### Exercise objective
Answer these about the text on the LD-CELP speech compression benchmark:
1. Which architecture does the project use to implement its benchmark?
2. What bit rate does the CCITT LD-CELP standard have?
3. What does the LD-CELP standard give up in exchange for lower delay and a simpler algorithm?

### Text extract
--

As technological advances allow more powerful DSP systems to be developed, there is interest in investigating the possibility of applying vector architectures to DSP applications to improve performance. The aim of our project is to implement a sophisticated DSP benchmark using the VIRAM architecture, preferably an algorithm which can take advantage of VIRAM's vector capabilities to maximize efficiency. The VIRAM architecture is much more versatile and has more powerful general-processing capabilities than a typical DSP chip. Thus we believe that an ideal benchmark would be a relatively complex DSP algorithm which retains many of the characteristics typical of DSP applications. We selected low-delay codebook excited linear prediction (LD-CELP) speech compression for several reasons: 1) LD-CELP is a well-known algorithm with a well-defined international standard; 2) the algorithm, while more complex than most commonly used DSP benchmarks, contains a large proportion of repetitive array calculations and multiply- accumulate computations; 3) like many DSP applications, the LD-CELP algorithm is designed to meet strict real-time performance requirements; 4) speech compression has a number of potentially important practical applications for telecommunications and portable computing systems; and 5) standard source code is readily available. Several distinct CELP standards exist, most notably the 3.5 kbps U.S. Department of Defense CELP standard and the 16 kbps CCITT LD-CELP standard. The LD-CELP standard trades off a lower compression ratio for lower delay and a simpler algorithm; the available source code is also cleaner and more amenable to analysis.

--

### Information shown
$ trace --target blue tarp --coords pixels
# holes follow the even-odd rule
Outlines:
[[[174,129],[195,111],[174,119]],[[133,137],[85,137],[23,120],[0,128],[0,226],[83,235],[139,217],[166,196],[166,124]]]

--

### In response
1. The VIRAM architecture
2. 16 kbps
3. A higher compression ratio